__EJERCICIO BREVE A__: Reescribe de forma más breve el párrafo del fragmento sobre Gesualdo que empieza con "Vengan, síganme", conservando sus datos principales.
__EJERCICIO BREVE B__: Prosigue el fragmento sobre Gesualdo a partir de su última oración.
━━━ FRAGMENTO DEL DOCUMENTO ━━━
Vengan, síganme que les muestro lo que hizo Gesualdo después de asesinar a su esposa, nos dice el jardinero del castillo, un italiano bajo, de rasgos piamonteses. Lo seguimos por el jardín de un pasillo angosto: vean cuánto verde… y la cámara lentamente se gira para que la maleza tome la pantalla, hasta que el piamontés llega al final del pasillo, una terraza con rejas desde donde puede verse el pueblo italiano, y señala: también este valle era todo verde… estaba lleno de verde… y preso como estaba Gesualdo de una gran locura, después de asesinar a su esposa lo taló todo… ¿Él solo? Sí, él solo… ¿No quedó ni un árbol en el valle? Ni uno solo… ¿Y cuánto tiempo le llevó talar todo el valle? Y… le llevó… unos dos o tres meses… la cámara panea desde la sonrisa del piamontés y vemos el pueblo en el valle, imaginando a Gesualdo con un hach y gritándole al cielo, hasta que nos envuelve el canto profundo de los madrigales, y el mundo entero se transforma en música.
━━━ DATOS PROPORCIONADOS ━━━
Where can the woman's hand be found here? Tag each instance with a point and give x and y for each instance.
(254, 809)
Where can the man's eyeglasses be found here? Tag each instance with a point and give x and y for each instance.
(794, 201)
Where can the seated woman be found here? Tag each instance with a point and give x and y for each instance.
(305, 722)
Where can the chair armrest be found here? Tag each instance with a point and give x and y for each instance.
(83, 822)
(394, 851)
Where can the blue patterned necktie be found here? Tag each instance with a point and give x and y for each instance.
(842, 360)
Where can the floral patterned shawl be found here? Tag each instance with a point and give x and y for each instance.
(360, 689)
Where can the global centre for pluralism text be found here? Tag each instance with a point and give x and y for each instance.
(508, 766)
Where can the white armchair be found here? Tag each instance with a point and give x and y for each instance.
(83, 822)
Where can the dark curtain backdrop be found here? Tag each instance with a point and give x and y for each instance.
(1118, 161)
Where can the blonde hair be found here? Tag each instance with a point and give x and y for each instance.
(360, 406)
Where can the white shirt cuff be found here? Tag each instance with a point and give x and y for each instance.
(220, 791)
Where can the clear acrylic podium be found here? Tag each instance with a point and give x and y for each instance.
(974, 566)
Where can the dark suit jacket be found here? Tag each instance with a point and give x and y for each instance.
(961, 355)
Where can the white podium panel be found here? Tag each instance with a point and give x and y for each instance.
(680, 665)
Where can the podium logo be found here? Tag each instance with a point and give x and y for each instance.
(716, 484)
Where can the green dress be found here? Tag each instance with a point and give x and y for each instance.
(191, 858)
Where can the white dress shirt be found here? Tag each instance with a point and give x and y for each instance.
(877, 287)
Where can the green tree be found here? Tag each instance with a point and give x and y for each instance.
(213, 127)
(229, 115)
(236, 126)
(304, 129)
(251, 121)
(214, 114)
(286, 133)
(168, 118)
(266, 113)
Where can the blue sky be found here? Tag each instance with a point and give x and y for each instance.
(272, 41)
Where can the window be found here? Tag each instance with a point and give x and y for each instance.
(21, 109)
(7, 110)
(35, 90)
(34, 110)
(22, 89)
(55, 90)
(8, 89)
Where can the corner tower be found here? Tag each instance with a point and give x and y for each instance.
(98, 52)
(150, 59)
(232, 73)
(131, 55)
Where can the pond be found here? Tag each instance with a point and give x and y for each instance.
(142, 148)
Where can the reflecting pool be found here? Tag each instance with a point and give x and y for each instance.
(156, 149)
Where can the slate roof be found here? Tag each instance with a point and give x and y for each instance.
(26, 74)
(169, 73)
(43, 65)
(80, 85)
━━━
__RESULTADO DEL EJERCICIO A__: El jardinero del castillo, un italiano bajo de rasgos piamonteses, guía a los visitantes por un pasillo angosto del jardín hasta una terraza con rejas desde la que se ve el pueblo. Allí cuenta que el valle estaba lleno de verde y que Gesualdo, preso de una gran locura tras asesinar a su esposa, lo taló todo él solo en unos dos o tres meses, sin dejar ni un árbol. La cámara pasa de la sonrisa del jardinero al pueblo en el valle mientras suenan los madrigales y el mundo entero se transforma en música.

__RESULTADO DEL EJERCICIO B__:
“Gesualdo: Muerte para cinco voces” (1995) es la primera colaboración del austríaco Peter Zeitlinger como camarógrafo de Werner Herzog. Sin conocerse, Herzog lo llamó unos días antes del rodaje. Le dijo: “Tenés que venir. Esto es muy grande”. Zeitlinger manejó desde Munich a Nápoles. “Cómo te encuentro?” le preguntó antes de salir. No había teléfono. “Estaré en la plaza mayor”, le dijo Herzog. Desde entonces Zeitlinger, quien fue un duro patinador sobre hielo, mueve la cámara con una intuición poderosa. Igual que sigue -como poseído y sin comprender el idioma- al piamontés para que sintamos la tragedia de Gesualdo, nos muestra, respirando con el lente, a Dieter Dengler parado junto a sus captores vietnamitas; o se acerca levitando a los cocodrilos albinos en el epílogo de “Cueva de los sueños olvidados”, que dan a la película una iluminadora perspectiva sobre nuestra civilización; o camina sobre los pasajeros que sueñan, metidos en sus bolsas de dormir, en la cabina del avión militar que los lleva a la Antártida.
Cuenta Herzog que en el mercado de Palermo, un chancho se cayó por un agujero en los desagües. El chancho quedó atrapado entre los fierros de la canalización, totalmente incapaz de moverse, y los mercaderes y los compradores empezaron a tirarle basura para alimentarlo. Dicen que el chancho sobrevivió así durante muchos años, pero el agujero del desagüe era cuadrado y no redondo; el chancho fue tomando cada vez más la forma de su estrecha cárcel y, cuando finalmente lo sacaron, estaba blanco como la nieve, tenía la piel lisa y transparente, y había tomado la forma de un cubo. Igual que un gummy gigante de los famosos Haribo: el más horrible y siniestro cubo de gelatina.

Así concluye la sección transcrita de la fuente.